[What is expected] Output all of the data below exactly as given.

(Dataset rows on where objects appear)

☆ ☆ ☆ ☆

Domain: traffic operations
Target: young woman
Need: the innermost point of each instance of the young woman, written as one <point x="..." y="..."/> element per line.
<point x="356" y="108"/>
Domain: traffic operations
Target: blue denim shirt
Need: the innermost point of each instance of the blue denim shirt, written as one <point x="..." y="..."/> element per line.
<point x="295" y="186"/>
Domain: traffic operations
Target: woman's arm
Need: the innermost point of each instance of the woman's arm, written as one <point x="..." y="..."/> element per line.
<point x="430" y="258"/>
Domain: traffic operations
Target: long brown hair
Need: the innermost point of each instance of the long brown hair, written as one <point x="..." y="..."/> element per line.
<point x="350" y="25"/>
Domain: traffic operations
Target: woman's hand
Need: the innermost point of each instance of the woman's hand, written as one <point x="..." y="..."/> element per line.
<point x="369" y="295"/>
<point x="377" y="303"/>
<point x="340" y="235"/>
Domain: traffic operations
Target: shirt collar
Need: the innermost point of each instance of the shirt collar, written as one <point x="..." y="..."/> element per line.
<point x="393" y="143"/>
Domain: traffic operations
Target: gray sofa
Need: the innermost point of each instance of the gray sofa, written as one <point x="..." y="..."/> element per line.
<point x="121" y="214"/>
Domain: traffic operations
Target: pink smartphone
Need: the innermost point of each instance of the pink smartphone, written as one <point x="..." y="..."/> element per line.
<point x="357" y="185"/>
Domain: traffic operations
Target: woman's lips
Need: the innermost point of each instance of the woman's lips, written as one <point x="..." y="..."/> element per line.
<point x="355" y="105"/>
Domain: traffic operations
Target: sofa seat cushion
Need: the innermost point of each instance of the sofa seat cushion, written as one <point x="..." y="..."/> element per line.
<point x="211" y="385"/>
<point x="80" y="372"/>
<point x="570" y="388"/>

☆ ☆ ☆ ☆

[Response to the exercise]
Domain: traffic operations
Target: young woman
Need: the innermost point of each instance of the young woman, written as one <point x="..." y="..."/> element per line.
<point x="356" y="108"/>
Domain: traffic operations
Target: blue denim shirt
Need: the innermost point of each instance of the blue denim shirt, written as one <point x="..." y="..."/> element per line.
<point x="295" y="186"/>
Domain: traffic operations
Target: woman's arm
Need: the innermost point of each instance of the woman's arm, written as one <point x="..." y="..."/> element per line.
<point x="430" y="258"/>
Domain: traffic operations
Target: long brown hair
Need: the innermost point of each instance of the long brown hair, written as one <point x="..." y="..."/> element per line.
<point x="350" y="25"/>
Domain: traffic operations
Target: woman's hand
Need: the innermost point of each instance of the woman's hand, written as one <point x="..." y="..."/> element per line.
<point x="369" y="295"/>
<point x="377" y="303"/>
<point x="340" y="235"/>
Domain: traffic operations
Target: shirt collar
Need: the innermost point of each instance of the shirt collar, written as one <point x="..." y="..."/> element per line.
<point x="393" y="143"/>
Domain: traffic operations
Target: gray sofa
Need: the innermost point of each instance of the gray sofa, written as one <point x="..." y="..."/> element per line.
<point x="121" y="214"/>
Domain: traffic operations
Target: pink smartphone
Need: the innermost point of each instance of the pink smartphone, written as one <point x="..." y="..."/> element per line.
<point x="357" y="185"/>
Domain: traffic operations
Target: woman's lips
Need: the innermost point of each instance of the woman's lips, written as one <point x="..." y="..."/> element per line.
<point x="355" y="105"/>
Domain: traffic operations
Target: sofa seat cushion
Need: the innermost point of each instance of the sofa seat cushion, written as one <point x="..." y="..."/> element per line.
<point x="211" y="385"/>
<point x="80" y="372"/>
<point x="570" y="388"/>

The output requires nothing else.